→ **Provided text**:

Paley Fest Buffy Reunion - Ifmagazine.com Report

Saturday 22 March 2008, by Webmaster

The 25th Anniversary of Paley Fest 2008, honoring the best in television, paid tribute to BUFFY THE VAMPIRE SLAYER last night at the Cineramadome in Hollywood.

Present were creator Joss Whedon and fellow creative producers Marti Noxon and David Greenwalt. On the talent side, Sarah Michelle Gellar (Buffy), Nicolas Brendon (Xander), James Marsters (Spike), Emma Caulfield (Anya), Michelle Trachtenberg (Dawn), Charisma Carpenter (Cordelia), Seth Green (Oz) and Amber Benson (Tara) attended with absentees being Alyson Hannigan (Willow), Anthony Stewart Head (Giles) and David Boreanaz (Angel).

The cast and creative team gathered together on stage after a screening of the Season Six musical episode “Once More With Feeling” to discuss the evolution of the series, the darker tone of Season 6, Buffy having a fling with a girl in the BUFFY – SEASON 8 comic and of course what the future holds for everyone’s angst filled slayer.

Fellow producer and ANGEL co-creator David Greenwalt summed up the allure and power of the series by saying, “There’s nothing like taking all your pain and misery and shoving it into very good looking people’s mouths."

Outline labeling rows

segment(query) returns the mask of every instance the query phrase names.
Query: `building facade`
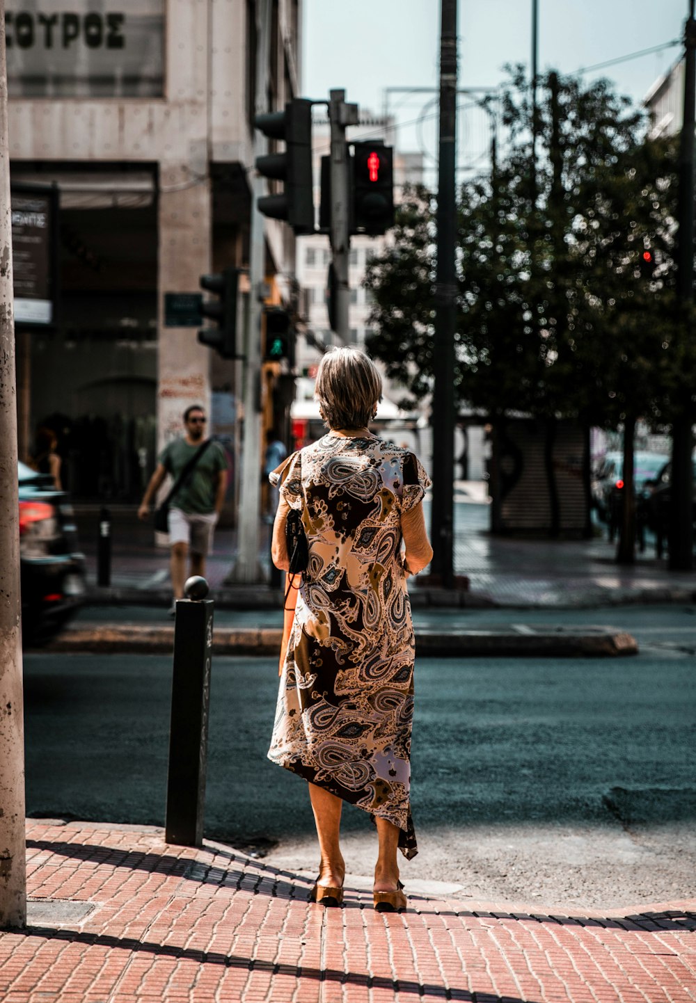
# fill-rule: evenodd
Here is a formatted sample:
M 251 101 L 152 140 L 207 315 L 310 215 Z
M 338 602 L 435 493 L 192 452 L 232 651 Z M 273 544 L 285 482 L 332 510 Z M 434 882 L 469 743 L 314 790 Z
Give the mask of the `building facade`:
M 298 94 L 300 0 L 267 8 L 275 110 Z M 248 264 L 258 19 L 255 0 L 7 0 L 13 208 L 37 185 L 59 205 L 51 323 L 17 315 L 20 455 L 52 427 L 78 498 L 137 499 L 192 403 L 234 466 L 239 364 L 198 343 L 195 304 L 201 275 Z M 267 278 L 293 271 L 269 222 Z

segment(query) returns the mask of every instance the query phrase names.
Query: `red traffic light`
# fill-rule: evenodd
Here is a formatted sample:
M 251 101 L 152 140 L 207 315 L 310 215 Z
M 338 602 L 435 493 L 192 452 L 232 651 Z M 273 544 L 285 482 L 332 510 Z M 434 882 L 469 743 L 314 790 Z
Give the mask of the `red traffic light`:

→ **Instructions to follow**:
Reproduce the Paley Fest Buffy reunion report above word for word, from its headline through the closing quote.

→ **Written solution**:
Paley Fest Buffy Reunion - Ifmagazine.com Report

Saturday 22 March 2008, by Webmaster

The 25th Anniversary of Paley Fest 2008, honoring the best in television, paid tribute to BUFFY THE VAMPIRE SLAYER last night at the Cineramadome in Hollywood.

Present were creator Joss Whedon and fellow creative producers Marti Noxon and David Greenwalt. On the talent side, Sarah Michelle Gellar (Buffy), Nicolas Brendon (Xander), James Marsters (Spike), Emma Caulfield (Anya), Michelle Trachtenberg (Dawn), Charisma Carpenter (Cordelia), Seth Green (Oz) and Amber Benson (Tara) attended with absentees being Alyson Hannigan (Willow), Anthony Stewart Head (Giles) and David Boreanaz (Angel).

The cast and creative team gathered together on stage after a screening of the Season Six musical episode “Once More With Feeling” to discuss the evolution of the series, the darker tone of Season 6, Buffy having a fling with a girl in the BUFFY – SEASON 8 comic and of course what the future holds for everyone’s angst filled slayer.

Fellow producer and ANGEL co-creator David Greenwalt summed up the allure and power of the series by saying, “There’s nothing like taking all your pain and misery and shoving it into very good looking people’s mouths."